▶ _TEXTE FOURNI_:

• • • • • • •

Dans le quartier de la Kalsa sont encore le palais Butera, la Marina et la Flora, l’un des plus beaux jardins botaniques du monde. Le prince de Trabia, possesseur actuel du palais Butera, a encore un autre palais dans la rue Macqueda. L’abolition de la féodalité jure avec l’existence de pareils édifices. On cherche, en y entrant, les vassaux qui devraient remplir les cours, les pages, les écuyers, les gentilshommes de service, les gardes qui ont disparu des dix salons d’attente aux voûtes peintes et dorées, et dont la haie devrait mener jusqu’à la salle du trône, car il y a une salle du trône dans les deux palais du prince Trabia, qui est de la maison de Branciforte où l’on comptait des princes souverains. Je ne sais de quel Branciforte ou Trabia est le portrait qui figure sous le dais du trône. C’est sans doute l’un de ces mille souverains de Sicile que la constitution anglaise a détrônés, et dont les enfans viennent quelquefois visiter, en frac noir, leur palais abandonné. Le dernier rejeton de la maison de Butera est le jeune prince de Scordia, qui était préteur de Palerme lorsque je visitai la Sicile, et qui ne songe guère, assurément, à rétablir le système féodal dans sa patrie.

• • • • • • •

▶ _DONNÉES BRUTES_:
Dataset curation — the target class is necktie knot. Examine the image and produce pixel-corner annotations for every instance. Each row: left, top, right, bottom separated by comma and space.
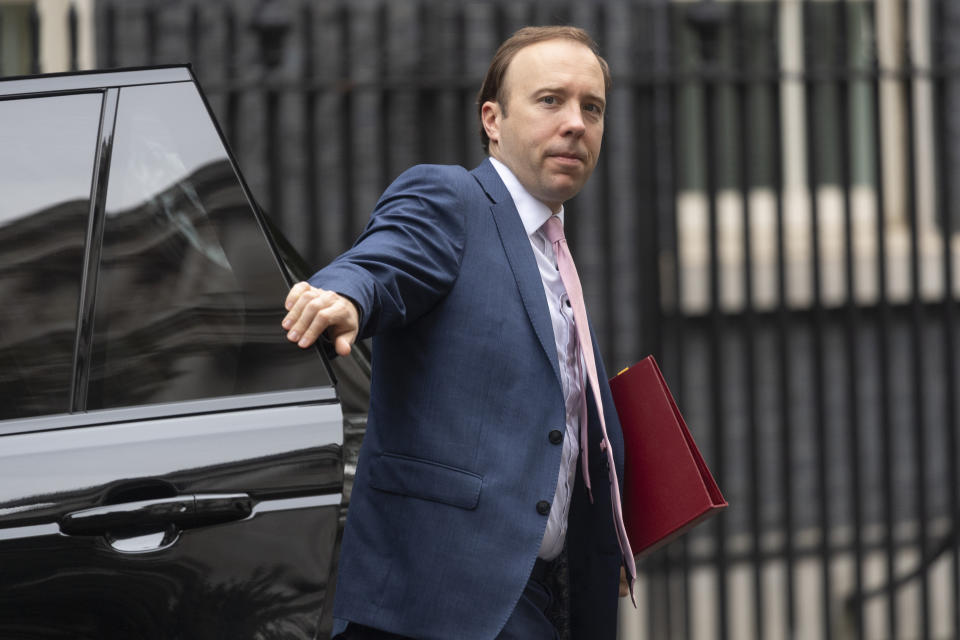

• • • • • • •

▶ _CONSIGNES_:
Répondez à ces questions d'après le texte fourni :
1. Dans quelle rue le prince de Trabia possède-t-il un autre palais ?
2. De quelle maison est le prince Trabia ?
3. Quelle fonction le prince de Scordia occupait-il au moment du voyage en Sicile raconté dans le texte ?

▶ _RÉPONSE_:
1. Dans la rue Macqueda.
2. De la maison de Branciforte.
3. Il était préteur de Palerme.